A partir das pesquisas realizadas pelo VoteLGBT, podemos notar uma melhor participação de candidatas e representantes lésbicas e sapatão eleitas, mas ainda seguimos subrepresentadas. Das 18 pessoas LGBT+ eleitas para as casas legislativas na última eleição, 16 são mulheres, sendo seis lésbicas. A maioria se concentra nas regiões no Sul e Sudeste do Brasil.
Como conseguimos analisar as eleições desde a pré-campanha, acompanhamos o percurso das candidaturas lésbicas e sapatão e os gargalos em que elas esbarram na política institucional. Na fase de pré-campanha, quando ainda só estavam considerando serem candidatas, lésbicas e sapatão não tinham ainda iniciado conversas com os partidos para conseguirem recursos financeiros e apoios para suas campanhas, mas já estavam fortemente mobilizadas e articuladas socialmente. Este dado demonstra um forte capital político social próprio, de vinculação maior a movimentos sociais, do que internamente nos partidos.

-.-.-

### Tarefa do exercício a
Resuma em duas frases o trecho sobre as candidaturas lésbicas e sapatão.
O trecho e a listagem constituem materiais independentes entre si.

### Registros de uma coleção de dados
-.-.-

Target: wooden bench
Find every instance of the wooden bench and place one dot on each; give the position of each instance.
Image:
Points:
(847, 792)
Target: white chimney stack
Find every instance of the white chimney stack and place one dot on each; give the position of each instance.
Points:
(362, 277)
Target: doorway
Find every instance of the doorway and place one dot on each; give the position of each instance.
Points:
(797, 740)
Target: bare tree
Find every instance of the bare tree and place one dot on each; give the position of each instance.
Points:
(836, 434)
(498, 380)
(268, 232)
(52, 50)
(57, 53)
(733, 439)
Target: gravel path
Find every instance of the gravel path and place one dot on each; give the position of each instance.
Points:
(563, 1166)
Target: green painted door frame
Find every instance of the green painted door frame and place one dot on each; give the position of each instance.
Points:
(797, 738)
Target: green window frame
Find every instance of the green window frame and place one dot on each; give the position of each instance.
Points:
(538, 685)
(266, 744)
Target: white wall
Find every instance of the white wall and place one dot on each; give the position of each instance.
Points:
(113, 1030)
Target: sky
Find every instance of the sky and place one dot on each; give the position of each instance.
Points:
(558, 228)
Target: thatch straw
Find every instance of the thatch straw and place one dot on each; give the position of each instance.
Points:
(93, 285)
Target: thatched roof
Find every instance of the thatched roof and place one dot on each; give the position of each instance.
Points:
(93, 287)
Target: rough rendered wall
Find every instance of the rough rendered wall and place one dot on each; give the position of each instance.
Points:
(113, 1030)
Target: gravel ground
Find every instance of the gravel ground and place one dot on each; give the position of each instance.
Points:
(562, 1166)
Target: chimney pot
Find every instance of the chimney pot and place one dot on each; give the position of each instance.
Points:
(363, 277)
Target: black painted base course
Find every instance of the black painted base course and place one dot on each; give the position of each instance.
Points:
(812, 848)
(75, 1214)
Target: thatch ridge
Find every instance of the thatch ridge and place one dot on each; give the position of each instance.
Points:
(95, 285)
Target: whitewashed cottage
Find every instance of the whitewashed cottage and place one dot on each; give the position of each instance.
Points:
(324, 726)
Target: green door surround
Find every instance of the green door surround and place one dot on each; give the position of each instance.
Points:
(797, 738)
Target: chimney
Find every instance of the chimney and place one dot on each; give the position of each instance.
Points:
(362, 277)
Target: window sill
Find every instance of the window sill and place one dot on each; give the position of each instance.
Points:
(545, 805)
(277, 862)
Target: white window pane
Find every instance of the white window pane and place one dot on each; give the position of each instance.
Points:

-.-.-

### Tarefa do exercício b
Apresente como lista JSON de strings, com uma string por linha e sem as linhas em branco, somente o segmento da listagem que se inicia na linha que contém "Target: thatch straw" e se encerra na linha que contém "(562, 1166)", ambas incluídas.

### Resultado da tarefa a
Segundo as pesquisas do VoteLGBT, a participação de candidatas e representantes lésbicas e sapatão eleitas melhorou, embora o grupo continue sub-representado: das 18 pessoas LGBT+ eleitas para as casas legislativas na última eleição, 16 são mulheres, seis delas lésbicas, concentradas sobretudo no Sul e no Sudeste. Na pré-campanha, lésbicas e sapatão ainda não haviam iniciado conversas com os partidos para obter recursos e apoios, mas já estavam fortemente mobilizadas e articuladas socialmente, o que demonstra um capital político social próprio, vinculado mais a movimentos sociais do que aos partidos.

### Resultado da tarefa b
[
  "Target: thatch straw",
  "Find every instance of the thatch straw and place one dot on each; give the position of each instance.",
  "Points:",
  "(93, 285)",
  "Target: thatched roof",
  "Find every instance of the thatched roof and place one dot on each; give the position of each instance.",
  "Points:",
  "(93, 287)",
  "Target: rough rendered wall",
  "Find every instance of the rough rendered wall and place one dot on each; give the position of each instance.",
  "Points:",
  "(113, 1030)",
  "Target: gravel ground",
  "Find every instance of the gravel ground and place one dot on each; give the position of each instance.",
  "Points:",
  "(562, 1166)"
]